В соответствии с только что принятой в Соединенных Штатах стратегией «массированного возмездия» 29 апреля 1954 г. американская стратегическая авиация провела глубокую разведку для возможного ядерного удара по основным городам СССР. Группа бомбардировщиков В-47, стартовав с европейских натовских аэродромов и пользуясь недосягаемостью огня зенитных артиллерийских систем и высоты со стороны советских истребителей, успешно вышла на рубеж Новгород – Смоленск – Киев. По мнению специалистов того времени, не исключалось, что на их борту находились ядерные боеприпасы[495].

Позже появление американских бомбардировщиков фиксировалось отечественными средствами радиолокации над Ленинградом и Подмосковьем. Наши РЛС могли наблюдать эти полеты, но боевые средства ПВО были еще не в состоянии эффективно противодействовать реактивным бомбардировщикам янки, следовавшим на больших скоростях и высотах[496].

Днем 8 мая 1954 г. со стороны Баренцева моря госграницу СССР нарушили одновременно два реактивных самолета В-47, которые прошли над территорией, обороняемой Северным флотом и Северным военным округом. Самолеты шли на высоте 12 000 м со средней скоростью 760 – 840 км/ч.

Для перехвата были подняты 13 самолетов МиГ-17. Летчики 1619-го ПАП ст. лейтенант Китайчик и ст. лейтенант Жиганов в районе Североморска обнаружили по инверсии цель. По команде с земли истребители сбросили подвесные баки и с набором высоты начали преследовать цель. В 9 – 55 в районе Африканда истребители сблизились с нарушителем на дистанцию 800 – 100 м и открыли огонь. После первой очереди нарушитель открыл ответный огонь[497].

Как сейчас стало известно, самолет-нарушитель тогда получил повреждения, но все же сумел возвратиться на базу.

Видимо, результаты этих полетов, проведенных в ночное время и днем в плохих метеоусловиях, были не слишком информативны, а риск потерять самолеты-разведчики типа «Канберра» и RB-47 оказался слишком велик и чреват серьезными дипломатическими осложнениями. Поэтому попытки дальнейших глубоких прорывов самолетов такого типа в воздушное пространство СССР были прекращены. Как стало очевидно позднее, для этого готовилась другая материальная часть.

После этих нарушений в правительстве СССР состоялось первое крупное совещание по состоянию советской системы ПВО, вскрывшее много недостатков как организационного, так и технического плана. В результате постановлением ЦК КПСС и Совета министров СССР от 27 мая 1954 г. «О безнаказанных полетах иностранных самолетов над территорией СССР» были произведены серьезные преобразования в организации ПВО страны. Последовавший вскоре приказ министра обороны № 0075 от 14 июня 1954 г. «О реорганизации структуры войск ПВО страны» привел организацию войск в соответствие с общевойсковой структурой. В частности, были образованы два округа ПВО (Московский и Бакинский) и несколько армий. Маршал Советского Союза Л. Говоров стал первым главнокомандующим войсками ПВО страны, на которые теперь легла вся ответственность за неприкосновенность воздушных рубежей[498].

УСЛОВИЕ ЗАДАНИЯ 1
Извлеките из записей все строки, в которых встречается слово «blue».
Текст и записи никак не связаны друг с другом.

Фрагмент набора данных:
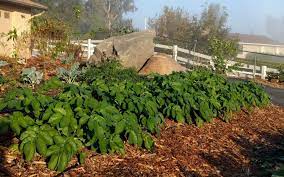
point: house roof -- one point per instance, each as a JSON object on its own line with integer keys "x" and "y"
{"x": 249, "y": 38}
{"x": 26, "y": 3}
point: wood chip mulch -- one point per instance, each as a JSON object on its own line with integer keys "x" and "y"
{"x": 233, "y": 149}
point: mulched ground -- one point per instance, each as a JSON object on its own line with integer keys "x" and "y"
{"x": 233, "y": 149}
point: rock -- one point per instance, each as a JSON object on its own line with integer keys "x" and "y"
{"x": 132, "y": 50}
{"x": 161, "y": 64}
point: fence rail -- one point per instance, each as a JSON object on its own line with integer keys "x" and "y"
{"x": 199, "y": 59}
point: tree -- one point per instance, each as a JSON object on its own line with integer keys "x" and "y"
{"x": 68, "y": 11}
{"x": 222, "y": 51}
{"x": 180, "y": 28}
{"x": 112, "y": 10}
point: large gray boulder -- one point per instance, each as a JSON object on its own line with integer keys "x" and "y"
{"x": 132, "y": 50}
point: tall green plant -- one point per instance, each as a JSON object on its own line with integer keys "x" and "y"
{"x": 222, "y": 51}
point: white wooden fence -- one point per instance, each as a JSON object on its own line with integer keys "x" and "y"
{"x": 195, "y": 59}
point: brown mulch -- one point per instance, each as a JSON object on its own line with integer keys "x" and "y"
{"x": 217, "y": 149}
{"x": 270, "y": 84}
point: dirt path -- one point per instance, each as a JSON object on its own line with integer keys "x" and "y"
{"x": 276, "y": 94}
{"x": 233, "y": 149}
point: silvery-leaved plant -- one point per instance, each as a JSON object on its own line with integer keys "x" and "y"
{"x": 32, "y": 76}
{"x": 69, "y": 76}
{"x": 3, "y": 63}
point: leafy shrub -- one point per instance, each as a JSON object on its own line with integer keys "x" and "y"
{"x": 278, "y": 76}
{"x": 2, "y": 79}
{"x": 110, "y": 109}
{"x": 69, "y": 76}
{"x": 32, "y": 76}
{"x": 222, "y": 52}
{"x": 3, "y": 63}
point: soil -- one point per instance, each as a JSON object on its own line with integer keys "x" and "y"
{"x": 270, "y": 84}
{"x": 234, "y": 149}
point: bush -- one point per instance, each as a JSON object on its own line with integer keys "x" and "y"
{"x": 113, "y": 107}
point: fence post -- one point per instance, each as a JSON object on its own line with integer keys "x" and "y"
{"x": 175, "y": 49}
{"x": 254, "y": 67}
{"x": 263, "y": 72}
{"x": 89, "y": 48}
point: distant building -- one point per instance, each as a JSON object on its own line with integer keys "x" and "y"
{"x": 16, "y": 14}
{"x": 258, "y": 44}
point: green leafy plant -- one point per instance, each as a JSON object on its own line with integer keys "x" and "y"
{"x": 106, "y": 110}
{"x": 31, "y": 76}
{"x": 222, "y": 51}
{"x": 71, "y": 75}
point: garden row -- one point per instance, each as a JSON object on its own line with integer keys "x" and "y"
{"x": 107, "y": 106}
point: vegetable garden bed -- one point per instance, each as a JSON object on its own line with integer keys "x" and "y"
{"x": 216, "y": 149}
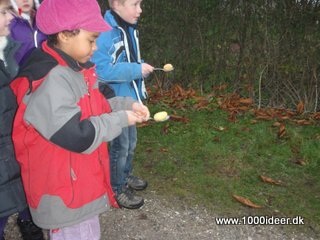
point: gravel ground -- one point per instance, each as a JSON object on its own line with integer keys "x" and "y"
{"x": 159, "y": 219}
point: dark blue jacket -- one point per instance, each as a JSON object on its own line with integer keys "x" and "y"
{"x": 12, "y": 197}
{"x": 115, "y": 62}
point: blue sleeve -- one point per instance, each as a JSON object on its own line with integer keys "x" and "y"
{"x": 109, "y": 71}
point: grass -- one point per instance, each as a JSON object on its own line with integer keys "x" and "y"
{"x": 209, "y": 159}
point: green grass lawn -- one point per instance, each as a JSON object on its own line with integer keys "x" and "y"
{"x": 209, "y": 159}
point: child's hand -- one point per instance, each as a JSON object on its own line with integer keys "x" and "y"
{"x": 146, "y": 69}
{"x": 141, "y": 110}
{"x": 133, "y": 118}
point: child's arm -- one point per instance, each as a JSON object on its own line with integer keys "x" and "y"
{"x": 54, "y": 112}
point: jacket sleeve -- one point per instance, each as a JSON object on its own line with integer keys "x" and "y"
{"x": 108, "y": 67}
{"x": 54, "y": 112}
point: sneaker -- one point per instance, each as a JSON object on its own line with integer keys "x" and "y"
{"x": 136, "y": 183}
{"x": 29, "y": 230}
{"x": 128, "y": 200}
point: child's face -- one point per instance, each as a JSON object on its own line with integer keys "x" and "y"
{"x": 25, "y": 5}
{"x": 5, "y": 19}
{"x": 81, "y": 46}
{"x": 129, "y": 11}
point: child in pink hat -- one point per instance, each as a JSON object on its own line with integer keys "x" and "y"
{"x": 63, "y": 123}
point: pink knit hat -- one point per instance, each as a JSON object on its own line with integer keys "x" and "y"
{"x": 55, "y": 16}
==
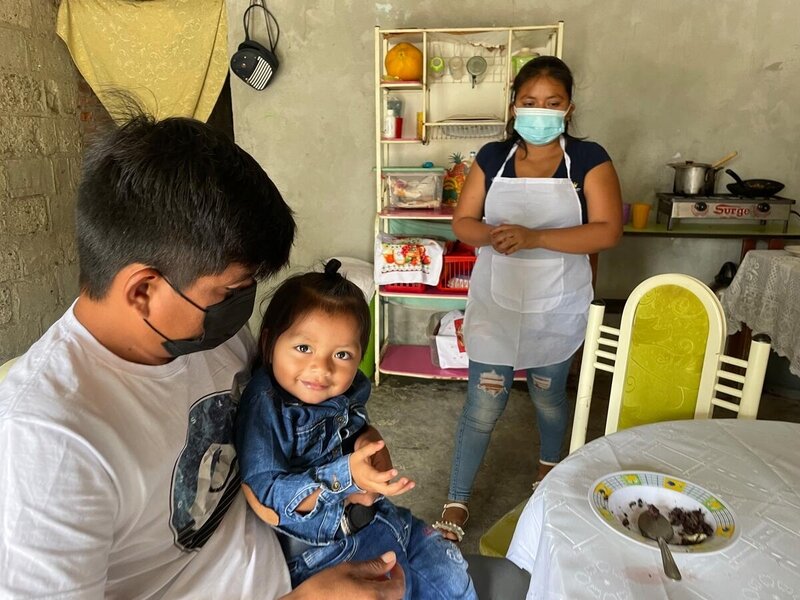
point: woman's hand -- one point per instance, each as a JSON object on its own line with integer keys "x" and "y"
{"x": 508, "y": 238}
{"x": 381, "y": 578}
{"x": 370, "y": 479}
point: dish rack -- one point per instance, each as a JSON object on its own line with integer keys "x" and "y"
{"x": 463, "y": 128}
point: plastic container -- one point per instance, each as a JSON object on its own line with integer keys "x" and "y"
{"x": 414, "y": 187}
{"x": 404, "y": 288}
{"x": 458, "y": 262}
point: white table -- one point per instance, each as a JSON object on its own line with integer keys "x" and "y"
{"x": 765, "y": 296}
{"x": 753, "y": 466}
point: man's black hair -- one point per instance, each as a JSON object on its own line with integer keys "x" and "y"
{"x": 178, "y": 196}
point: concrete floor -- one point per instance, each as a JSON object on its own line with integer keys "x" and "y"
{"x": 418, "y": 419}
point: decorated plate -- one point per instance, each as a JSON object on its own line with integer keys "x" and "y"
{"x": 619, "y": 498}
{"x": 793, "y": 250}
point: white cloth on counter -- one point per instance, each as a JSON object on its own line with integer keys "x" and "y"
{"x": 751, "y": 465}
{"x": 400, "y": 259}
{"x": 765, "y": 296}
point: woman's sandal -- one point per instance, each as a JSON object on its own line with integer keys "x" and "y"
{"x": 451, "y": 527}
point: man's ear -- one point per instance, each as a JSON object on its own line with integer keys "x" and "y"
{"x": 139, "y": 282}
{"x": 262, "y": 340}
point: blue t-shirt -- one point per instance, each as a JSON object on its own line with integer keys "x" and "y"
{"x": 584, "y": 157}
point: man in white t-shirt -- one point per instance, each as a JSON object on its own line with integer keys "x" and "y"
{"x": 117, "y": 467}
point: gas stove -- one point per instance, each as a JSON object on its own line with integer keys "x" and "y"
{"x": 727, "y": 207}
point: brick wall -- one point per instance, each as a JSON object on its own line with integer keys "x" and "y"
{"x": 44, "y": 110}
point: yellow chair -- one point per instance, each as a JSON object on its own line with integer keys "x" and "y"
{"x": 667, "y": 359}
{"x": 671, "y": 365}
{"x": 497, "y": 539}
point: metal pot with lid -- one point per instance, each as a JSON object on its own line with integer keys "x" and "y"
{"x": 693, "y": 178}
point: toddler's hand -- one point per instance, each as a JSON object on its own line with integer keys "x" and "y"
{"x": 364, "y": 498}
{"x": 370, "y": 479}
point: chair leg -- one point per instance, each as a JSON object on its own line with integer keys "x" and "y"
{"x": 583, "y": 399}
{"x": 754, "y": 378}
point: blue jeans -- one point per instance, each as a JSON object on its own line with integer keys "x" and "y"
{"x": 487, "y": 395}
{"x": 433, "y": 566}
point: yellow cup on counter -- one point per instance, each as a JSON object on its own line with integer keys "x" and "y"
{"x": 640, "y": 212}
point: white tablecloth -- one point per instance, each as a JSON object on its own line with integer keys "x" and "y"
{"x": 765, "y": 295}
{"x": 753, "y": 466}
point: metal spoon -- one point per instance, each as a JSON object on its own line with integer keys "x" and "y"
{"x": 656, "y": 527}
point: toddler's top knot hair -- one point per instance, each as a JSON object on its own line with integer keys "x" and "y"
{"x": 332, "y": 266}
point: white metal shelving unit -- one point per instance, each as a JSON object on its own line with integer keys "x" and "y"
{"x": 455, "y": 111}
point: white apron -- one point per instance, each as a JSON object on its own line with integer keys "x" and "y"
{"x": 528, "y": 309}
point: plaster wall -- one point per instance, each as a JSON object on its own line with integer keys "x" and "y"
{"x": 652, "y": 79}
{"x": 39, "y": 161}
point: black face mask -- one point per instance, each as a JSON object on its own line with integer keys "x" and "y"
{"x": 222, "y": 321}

УСЛОВИЕ ЗАДАНИЯ 2
Выпишите дословно из текста о полетах американских бомбардировщиков над СССР отрывок от слов «Днем 8 мая 1954» до слов «возвратиться на базу.» включительно.

ОБРАЗЕЦ РЕШЕНИЯ 1
point: dark blue jacket -- one point per instance, each as a JSON object on its own line with integer keys "x" and "y"
point: blue sleeve -- one point per instance, each as a JSON object on its own line with integer keys "x" and "y"
point: blue t-shirt -- one point per instance, each as a JSON object on its own line with integer keys "x" and "y"
point: blue jeans -- one point per instance, each as a JSON object on its own line with integer keys "x" and "y"

ОБРАЗЕЦ РЕШЕНИЯ 2
Днем 8 мая 1954 г. со стороны Баренцева моря госграницу СССР нарушили одновременно два реактивных самолета В-47, которые прошли над территорией, обороняемой Северным флотом и Северным военным округом. Самолеты шли на высоте 12 000 м со средней скоростью 760 – 840 км/ч.

Для перехвата были подняты 13 самолетов МиГ-17. Летчики 1619-го ПАП ст. лейтенант Китайчик и ст. лейтенант Жиганов в районе Североморска обнаружили по инверсии цель. По команде с земли истребители сбросили подвесные баки и с набором высоты начали преследовать цель. В 9 – 55 в районе Африканда истребители сблизились с нарушителем на дистанцию 800 – 100 м и открыли огонь. После первой очереди нарушитель открыл ответный огонь[497].

Как сейчас стало известно, самолет-нарушитель тогда получил повреждения, но все же сумел возвратиться на базу.